>> BEGIN Source extract

Testing with NullPool

Disable pooling in tests:

from sqlalchemy.pool import NullPool

# Test configuration - no connection pooling
test_engine = create_engine(
    "postgresql://user:pass@localhost/test_db",
    poolclass=NullPool,  # No pooling - each query gets new connection
    echo=True            # Log all SQL queries
)

Query Optimization

N+1 Query Detection

Automatic detection in tests:

from sqlalchemy import event
from sqlalchemy.engine import Engine
import pytest

class QueryCounter:
    """Count queries executed during test"""
    def __init__(self):
        self.queries = []

    def __enter__(self):
        event.listen(Engine, "before_cursor_execute", self._before_cursor_execute)
        return self

    def __exit__(self, *args):
        event.remove(Engine, "before_cursor_execute", self._before_cursor_execute)

    def _before_cursor_execute(self, conn, cursor, statement, *args):
        self.queries.append(statement)

    @property
    def count(self):
        return len(self.queries)

>> END Source extract
>> BEGIN Data

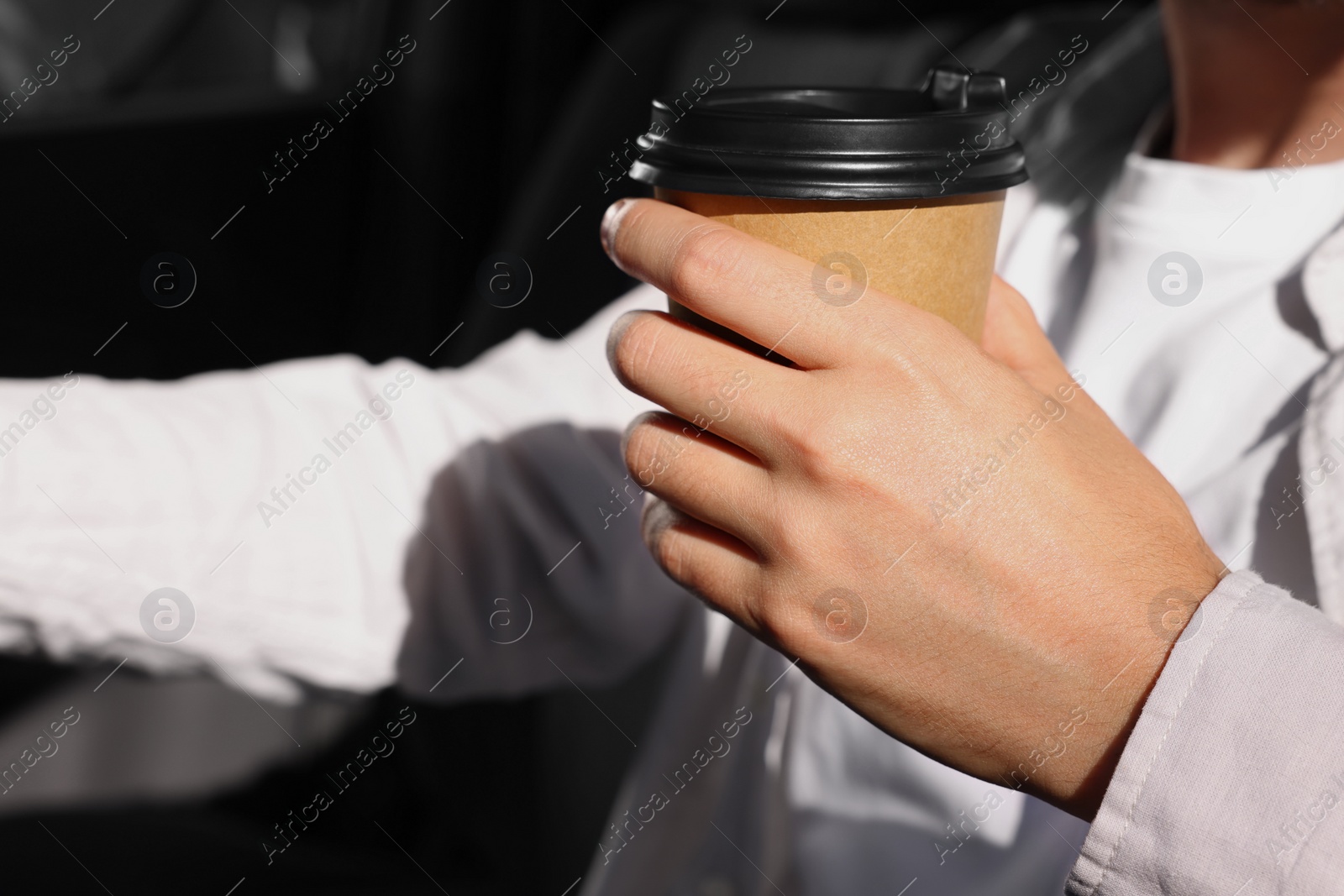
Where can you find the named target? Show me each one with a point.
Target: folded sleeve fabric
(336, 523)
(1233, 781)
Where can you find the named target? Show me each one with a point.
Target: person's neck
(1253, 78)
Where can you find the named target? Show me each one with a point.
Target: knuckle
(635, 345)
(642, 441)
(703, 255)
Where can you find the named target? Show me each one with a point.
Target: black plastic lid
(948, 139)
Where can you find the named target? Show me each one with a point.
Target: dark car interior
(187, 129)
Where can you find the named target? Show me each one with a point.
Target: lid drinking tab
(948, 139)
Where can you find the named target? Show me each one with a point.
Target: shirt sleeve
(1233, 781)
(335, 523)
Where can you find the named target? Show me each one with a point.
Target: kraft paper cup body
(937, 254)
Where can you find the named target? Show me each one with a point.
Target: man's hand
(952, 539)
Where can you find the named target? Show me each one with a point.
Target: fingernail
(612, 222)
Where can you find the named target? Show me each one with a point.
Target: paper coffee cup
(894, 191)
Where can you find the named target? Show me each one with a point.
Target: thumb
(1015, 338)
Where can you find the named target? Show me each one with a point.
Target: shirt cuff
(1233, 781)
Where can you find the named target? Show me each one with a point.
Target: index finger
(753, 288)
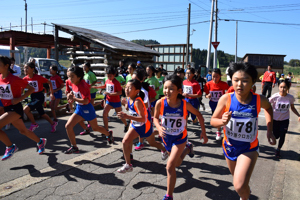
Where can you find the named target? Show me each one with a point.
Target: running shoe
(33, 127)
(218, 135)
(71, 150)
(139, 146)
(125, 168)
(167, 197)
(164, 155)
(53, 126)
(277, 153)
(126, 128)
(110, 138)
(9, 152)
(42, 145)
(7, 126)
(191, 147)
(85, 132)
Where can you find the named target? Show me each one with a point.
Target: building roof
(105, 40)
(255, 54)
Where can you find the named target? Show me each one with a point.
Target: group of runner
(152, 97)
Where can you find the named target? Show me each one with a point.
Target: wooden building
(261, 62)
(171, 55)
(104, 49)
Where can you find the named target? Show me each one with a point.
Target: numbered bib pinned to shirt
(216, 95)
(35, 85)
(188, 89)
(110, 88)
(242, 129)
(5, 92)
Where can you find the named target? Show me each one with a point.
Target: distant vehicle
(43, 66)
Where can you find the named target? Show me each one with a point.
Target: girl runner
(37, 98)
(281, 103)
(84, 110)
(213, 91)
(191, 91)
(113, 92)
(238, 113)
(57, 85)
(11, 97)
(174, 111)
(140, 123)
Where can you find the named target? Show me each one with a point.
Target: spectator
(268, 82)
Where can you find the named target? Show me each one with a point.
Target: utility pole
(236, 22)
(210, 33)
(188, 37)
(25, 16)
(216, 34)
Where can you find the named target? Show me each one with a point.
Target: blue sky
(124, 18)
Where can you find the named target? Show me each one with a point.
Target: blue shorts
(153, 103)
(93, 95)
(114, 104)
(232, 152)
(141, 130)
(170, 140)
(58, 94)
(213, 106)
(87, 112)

>> END Data
>> BEGIN Data

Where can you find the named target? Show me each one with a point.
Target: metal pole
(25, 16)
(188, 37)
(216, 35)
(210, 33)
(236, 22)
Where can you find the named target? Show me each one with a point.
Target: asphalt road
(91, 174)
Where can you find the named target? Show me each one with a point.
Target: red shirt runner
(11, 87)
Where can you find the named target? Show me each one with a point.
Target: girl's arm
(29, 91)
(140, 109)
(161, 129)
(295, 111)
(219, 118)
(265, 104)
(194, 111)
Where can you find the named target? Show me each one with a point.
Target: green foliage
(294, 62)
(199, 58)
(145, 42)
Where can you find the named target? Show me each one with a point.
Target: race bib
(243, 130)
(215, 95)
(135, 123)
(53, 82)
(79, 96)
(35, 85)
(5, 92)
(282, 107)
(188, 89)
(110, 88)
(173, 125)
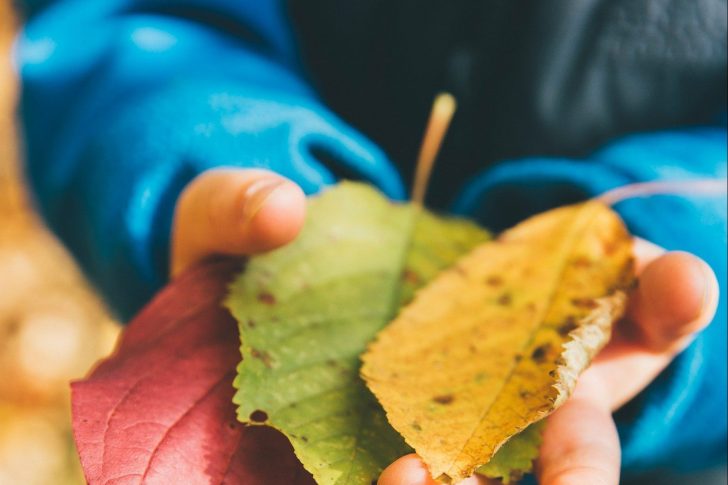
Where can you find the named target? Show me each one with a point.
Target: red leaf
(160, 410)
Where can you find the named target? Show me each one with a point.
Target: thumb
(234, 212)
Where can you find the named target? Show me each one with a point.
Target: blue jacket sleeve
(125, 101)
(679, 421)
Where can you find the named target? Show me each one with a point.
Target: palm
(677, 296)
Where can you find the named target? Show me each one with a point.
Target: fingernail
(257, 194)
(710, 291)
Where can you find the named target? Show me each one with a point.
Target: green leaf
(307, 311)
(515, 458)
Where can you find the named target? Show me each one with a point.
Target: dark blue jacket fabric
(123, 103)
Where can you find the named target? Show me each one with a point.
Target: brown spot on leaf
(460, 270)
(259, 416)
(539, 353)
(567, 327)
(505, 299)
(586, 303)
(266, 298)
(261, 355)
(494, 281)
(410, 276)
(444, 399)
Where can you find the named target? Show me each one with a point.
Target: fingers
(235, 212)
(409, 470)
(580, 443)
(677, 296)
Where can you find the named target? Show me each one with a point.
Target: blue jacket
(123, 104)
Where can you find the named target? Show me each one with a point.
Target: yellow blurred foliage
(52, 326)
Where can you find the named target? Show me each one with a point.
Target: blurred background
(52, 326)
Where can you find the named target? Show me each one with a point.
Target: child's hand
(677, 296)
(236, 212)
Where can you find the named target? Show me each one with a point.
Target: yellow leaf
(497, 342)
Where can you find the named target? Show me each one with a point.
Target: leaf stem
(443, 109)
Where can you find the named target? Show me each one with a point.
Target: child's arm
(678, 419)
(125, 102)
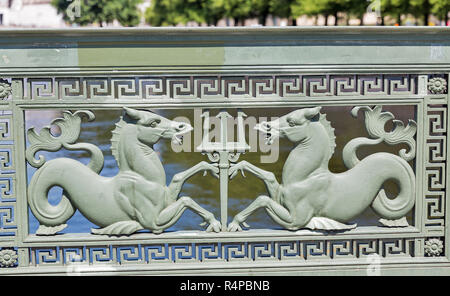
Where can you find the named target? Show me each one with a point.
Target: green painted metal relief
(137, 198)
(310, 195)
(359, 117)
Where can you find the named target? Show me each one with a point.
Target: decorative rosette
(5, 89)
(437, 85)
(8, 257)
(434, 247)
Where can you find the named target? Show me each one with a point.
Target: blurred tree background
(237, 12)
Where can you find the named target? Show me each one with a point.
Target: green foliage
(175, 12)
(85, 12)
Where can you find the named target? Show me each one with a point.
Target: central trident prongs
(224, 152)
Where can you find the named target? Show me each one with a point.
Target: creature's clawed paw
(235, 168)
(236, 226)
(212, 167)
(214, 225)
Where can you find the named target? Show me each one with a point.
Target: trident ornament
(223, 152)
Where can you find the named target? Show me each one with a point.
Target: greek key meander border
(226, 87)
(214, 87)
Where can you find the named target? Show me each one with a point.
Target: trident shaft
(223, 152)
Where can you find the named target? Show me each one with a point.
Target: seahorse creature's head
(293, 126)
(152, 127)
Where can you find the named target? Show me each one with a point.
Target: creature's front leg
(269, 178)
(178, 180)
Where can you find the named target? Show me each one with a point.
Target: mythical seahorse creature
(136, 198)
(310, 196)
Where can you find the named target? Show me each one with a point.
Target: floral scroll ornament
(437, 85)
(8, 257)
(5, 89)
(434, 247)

>> END Data

--- Goal 1 ---
Can you reproduce the SQLAlchemy testing text word for word, starting at "return self" and ending at "self.queries.append(statement)"?
--- Goal 2 ---
Which lines of the records contain the string "blue"? Extract each of them, with case counting in the match.
The SQLAlchemy testing text and the records are unrelated to each other.

--- Task solution 1 ---
return self

    def __exit__(self, *args):
        event.remove(Engine, "before_cursor_execute", self._before_cursor_execute)

    def _before_cursor_execute(self, conn, cursor, statement, *args):
        self.queries.append(statement)

--- Task solution 2 ---
Target: blue sky
Target: blue shorts
Target: blue jacket sleeve
Target: dark blue jacket fabric
Target: blue jacket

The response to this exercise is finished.